■ Aim of the exercise: Report only how many lines of the entries below contain the string "vegetation".

■ Task input:

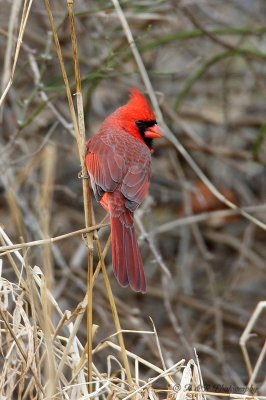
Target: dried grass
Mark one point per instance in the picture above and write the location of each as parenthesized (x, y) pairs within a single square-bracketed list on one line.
[(65, 333)]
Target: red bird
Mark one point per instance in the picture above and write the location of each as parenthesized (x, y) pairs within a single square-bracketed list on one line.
[(118, 160)]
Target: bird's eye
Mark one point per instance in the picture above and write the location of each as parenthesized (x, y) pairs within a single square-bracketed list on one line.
[(143, 125)]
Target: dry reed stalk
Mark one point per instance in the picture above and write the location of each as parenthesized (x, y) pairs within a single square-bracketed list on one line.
[(80, 136)]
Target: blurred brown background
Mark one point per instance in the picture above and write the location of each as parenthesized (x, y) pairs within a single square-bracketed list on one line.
[(206, 61)]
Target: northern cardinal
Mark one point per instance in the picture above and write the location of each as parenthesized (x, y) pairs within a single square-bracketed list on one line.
[(118, 160)]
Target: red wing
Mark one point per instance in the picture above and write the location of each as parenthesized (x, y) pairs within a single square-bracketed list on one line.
[(135, 185), (104, 166)]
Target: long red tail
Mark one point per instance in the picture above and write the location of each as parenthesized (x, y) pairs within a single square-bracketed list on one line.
[(127, 261)]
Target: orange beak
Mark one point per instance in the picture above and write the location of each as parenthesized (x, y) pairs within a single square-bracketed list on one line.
[(153, 132)]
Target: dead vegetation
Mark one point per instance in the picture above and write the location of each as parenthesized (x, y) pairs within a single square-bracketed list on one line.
[(202, 229)]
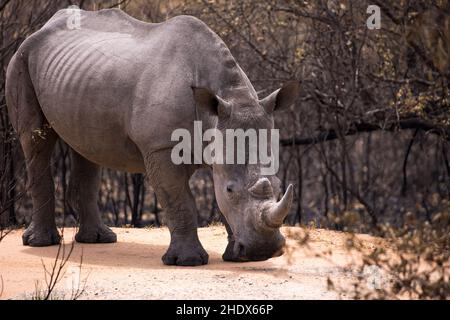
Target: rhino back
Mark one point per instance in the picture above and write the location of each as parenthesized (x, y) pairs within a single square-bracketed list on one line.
[(117, 84)]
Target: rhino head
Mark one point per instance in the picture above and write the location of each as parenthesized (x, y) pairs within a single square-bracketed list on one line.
[(247, 199)]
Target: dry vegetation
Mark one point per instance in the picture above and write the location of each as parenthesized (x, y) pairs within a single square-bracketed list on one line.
[(366, 145)]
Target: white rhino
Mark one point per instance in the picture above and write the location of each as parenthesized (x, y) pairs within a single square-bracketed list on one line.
[(114, 90)]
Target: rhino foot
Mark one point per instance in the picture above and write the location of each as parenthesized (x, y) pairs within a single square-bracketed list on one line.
[(100, 234), (41, 237), (187, 256), (228, 254)]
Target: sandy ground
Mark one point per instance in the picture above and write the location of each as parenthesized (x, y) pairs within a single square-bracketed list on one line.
[(132, 268)]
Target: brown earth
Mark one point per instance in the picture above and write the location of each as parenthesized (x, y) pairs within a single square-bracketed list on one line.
[(132, 268)]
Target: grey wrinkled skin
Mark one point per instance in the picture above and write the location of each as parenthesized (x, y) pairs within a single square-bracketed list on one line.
[(114, 91)]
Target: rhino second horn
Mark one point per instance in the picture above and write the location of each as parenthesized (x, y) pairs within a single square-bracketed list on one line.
[(275, 214), (262, 188)]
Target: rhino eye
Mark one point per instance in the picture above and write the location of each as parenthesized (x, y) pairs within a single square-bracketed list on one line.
[(230, 187)]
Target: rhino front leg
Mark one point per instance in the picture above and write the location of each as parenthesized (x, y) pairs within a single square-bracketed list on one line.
[(82, 196), (171, 184)]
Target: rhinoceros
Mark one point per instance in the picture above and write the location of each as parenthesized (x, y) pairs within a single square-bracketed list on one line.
[(114, 89)]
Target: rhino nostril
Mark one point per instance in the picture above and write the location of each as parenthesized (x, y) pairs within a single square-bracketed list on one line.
[(230, 187)]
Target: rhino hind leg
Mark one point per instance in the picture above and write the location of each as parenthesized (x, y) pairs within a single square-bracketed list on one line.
[(82, 197), (171, 184), (42, 230), (37, 139)]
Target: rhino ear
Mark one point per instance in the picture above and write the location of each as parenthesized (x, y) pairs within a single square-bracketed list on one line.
[(209, 102), (282, 99)]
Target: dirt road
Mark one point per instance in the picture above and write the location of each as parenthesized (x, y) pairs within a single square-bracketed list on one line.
[(132, 268)]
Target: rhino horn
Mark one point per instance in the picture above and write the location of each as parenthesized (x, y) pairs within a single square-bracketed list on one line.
[(276, 212), (262, 188)]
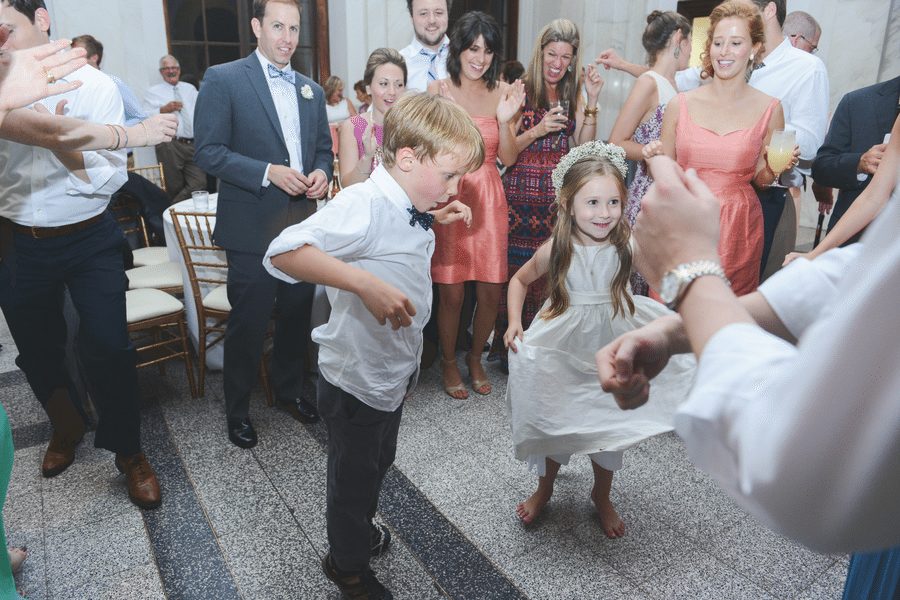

■ Output: 2